Given problem:
Pull out every line in the entries below that contains the string "police". Treat uppercase and lowercase letters as different.

Record list:
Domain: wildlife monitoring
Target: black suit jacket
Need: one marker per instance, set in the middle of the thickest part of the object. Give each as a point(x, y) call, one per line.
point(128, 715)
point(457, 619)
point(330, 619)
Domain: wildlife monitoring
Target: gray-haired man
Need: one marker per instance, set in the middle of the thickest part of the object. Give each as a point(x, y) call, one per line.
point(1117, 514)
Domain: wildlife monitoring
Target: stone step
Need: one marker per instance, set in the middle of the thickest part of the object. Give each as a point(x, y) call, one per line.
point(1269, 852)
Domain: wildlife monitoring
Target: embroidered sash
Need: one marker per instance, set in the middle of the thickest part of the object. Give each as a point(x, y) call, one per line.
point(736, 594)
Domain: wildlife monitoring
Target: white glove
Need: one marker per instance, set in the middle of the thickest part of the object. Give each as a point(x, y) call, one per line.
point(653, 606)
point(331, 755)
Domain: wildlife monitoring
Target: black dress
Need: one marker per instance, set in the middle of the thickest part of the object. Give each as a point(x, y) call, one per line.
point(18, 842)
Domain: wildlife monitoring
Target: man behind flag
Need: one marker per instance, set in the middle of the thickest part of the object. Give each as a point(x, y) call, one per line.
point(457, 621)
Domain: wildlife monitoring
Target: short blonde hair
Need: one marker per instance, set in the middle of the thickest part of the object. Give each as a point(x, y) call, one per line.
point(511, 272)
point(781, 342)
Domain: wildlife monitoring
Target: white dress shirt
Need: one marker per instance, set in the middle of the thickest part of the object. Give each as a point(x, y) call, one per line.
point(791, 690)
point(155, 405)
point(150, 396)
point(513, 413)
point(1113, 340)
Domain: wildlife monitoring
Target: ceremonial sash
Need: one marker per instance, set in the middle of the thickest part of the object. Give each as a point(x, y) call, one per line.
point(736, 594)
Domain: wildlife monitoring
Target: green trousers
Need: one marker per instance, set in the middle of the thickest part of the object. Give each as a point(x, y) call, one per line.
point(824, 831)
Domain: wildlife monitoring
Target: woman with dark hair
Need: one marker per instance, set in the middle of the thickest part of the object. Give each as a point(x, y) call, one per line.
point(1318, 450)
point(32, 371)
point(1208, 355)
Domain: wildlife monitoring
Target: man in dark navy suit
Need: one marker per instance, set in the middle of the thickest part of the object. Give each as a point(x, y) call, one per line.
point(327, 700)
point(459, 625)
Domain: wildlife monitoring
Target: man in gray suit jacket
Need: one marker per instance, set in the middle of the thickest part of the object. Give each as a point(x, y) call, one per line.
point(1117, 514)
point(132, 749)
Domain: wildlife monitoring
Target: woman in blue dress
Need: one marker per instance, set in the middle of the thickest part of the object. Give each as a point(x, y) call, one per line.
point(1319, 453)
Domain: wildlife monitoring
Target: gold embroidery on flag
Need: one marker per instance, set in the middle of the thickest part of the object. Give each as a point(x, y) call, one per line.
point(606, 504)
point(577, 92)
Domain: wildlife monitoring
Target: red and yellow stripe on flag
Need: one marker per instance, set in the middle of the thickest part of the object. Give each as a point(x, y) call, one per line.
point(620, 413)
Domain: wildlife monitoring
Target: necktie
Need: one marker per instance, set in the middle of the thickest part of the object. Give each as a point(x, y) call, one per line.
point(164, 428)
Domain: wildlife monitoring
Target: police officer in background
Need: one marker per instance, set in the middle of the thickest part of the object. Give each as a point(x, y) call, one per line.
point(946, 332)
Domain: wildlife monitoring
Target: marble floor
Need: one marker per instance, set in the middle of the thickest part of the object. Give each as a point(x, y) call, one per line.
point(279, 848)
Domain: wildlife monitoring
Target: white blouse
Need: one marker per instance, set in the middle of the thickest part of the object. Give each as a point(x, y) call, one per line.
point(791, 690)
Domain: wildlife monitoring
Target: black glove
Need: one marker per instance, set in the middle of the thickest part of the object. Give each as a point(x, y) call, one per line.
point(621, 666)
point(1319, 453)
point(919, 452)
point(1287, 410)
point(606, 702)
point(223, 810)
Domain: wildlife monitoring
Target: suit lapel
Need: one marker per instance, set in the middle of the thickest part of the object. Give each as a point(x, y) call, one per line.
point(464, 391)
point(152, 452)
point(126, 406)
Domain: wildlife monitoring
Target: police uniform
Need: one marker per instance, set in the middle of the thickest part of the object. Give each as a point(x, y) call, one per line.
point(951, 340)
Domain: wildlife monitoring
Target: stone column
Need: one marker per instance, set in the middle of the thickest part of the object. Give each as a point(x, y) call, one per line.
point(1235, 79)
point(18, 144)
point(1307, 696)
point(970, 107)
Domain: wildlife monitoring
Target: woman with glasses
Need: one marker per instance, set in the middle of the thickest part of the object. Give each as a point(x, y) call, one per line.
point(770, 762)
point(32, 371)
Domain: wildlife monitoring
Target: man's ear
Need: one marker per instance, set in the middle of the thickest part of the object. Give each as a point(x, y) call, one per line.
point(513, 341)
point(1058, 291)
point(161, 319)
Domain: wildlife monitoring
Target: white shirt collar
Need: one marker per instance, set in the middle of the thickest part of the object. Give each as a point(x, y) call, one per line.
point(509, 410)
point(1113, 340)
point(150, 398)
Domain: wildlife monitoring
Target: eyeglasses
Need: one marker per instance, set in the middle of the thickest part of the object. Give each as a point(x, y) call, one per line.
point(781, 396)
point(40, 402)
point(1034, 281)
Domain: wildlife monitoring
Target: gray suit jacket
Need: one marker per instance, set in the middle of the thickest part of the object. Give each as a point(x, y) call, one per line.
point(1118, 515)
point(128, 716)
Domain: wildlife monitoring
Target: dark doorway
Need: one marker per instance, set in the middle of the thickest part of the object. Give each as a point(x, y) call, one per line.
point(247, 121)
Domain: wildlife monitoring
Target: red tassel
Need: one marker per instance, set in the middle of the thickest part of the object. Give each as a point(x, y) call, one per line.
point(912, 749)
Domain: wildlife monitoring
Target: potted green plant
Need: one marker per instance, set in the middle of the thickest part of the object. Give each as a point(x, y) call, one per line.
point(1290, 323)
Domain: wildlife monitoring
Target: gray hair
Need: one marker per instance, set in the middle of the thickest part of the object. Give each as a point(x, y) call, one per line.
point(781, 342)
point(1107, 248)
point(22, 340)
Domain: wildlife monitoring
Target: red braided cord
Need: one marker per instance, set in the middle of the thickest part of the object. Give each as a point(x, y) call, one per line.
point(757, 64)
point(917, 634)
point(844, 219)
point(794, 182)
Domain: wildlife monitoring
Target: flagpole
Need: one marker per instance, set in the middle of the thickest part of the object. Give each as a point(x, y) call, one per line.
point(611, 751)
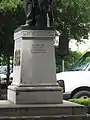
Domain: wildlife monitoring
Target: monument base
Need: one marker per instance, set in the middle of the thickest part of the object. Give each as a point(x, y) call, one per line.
point(35, 94)
point(65, 111)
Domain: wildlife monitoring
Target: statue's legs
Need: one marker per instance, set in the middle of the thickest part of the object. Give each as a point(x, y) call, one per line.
point(30, 12)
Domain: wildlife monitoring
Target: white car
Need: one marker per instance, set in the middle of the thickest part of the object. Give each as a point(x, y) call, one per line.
point(76, 81)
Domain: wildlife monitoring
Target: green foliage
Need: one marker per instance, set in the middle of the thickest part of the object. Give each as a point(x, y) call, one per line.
point(70, 59)
point(72, 17)
point(10, 5)
point(11, 16)
point(81, 101)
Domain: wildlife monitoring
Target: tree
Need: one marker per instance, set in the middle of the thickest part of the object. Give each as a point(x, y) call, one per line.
point(71, 19)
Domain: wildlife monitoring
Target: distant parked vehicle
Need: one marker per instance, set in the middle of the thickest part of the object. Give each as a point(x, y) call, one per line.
point(76, 81)
point(3, 75)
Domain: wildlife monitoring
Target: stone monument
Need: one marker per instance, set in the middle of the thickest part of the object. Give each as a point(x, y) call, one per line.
point(34, 59)
point(34, 93)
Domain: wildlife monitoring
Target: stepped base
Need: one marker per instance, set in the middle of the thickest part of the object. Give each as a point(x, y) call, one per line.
point(43, 110)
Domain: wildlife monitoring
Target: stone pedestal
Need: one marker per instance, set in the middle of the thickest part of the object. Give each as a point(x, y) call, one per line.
point(34, 72)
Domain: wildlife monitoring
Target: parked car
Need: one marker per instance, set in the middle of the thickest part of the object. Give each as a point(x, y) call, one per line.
point(76, 81)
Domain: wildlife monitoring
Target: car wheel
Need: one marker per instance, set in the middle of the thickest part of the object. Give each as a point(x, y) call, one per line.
point(82, 94)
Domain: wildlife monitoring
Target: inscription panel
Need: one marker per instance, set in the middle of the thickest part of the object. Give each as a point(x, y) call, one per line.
point(38, 48)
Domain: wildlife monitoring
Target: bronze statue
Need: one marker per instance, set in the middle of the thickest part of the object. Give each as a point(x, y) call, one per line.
point(38, 13)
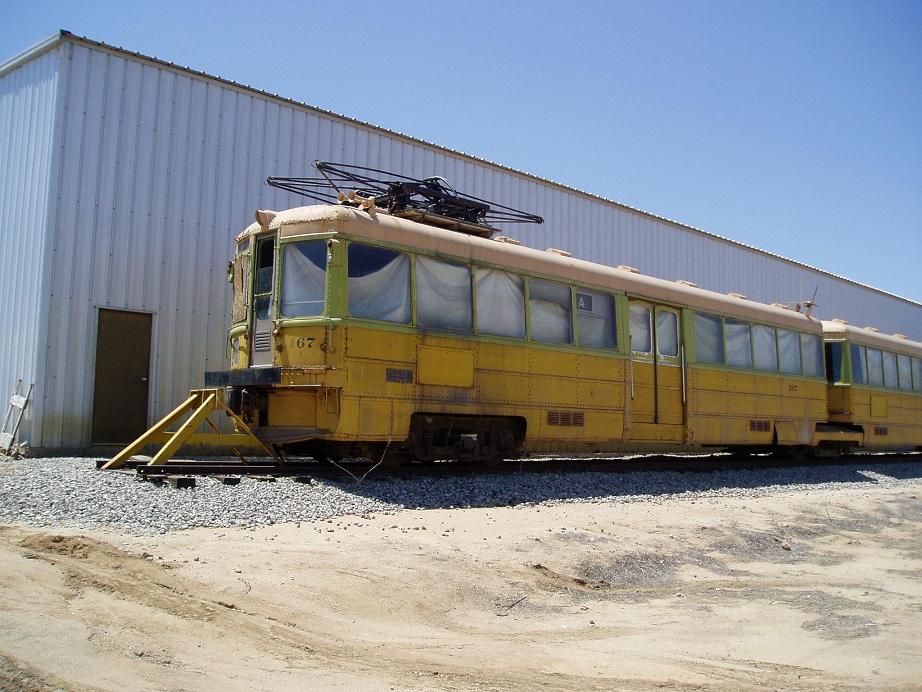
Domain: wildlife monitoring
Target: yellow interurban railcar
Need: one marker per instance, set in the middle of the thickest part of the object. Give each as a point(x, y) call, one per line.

Answer in full:
Target: police officer in background
Target: police uniform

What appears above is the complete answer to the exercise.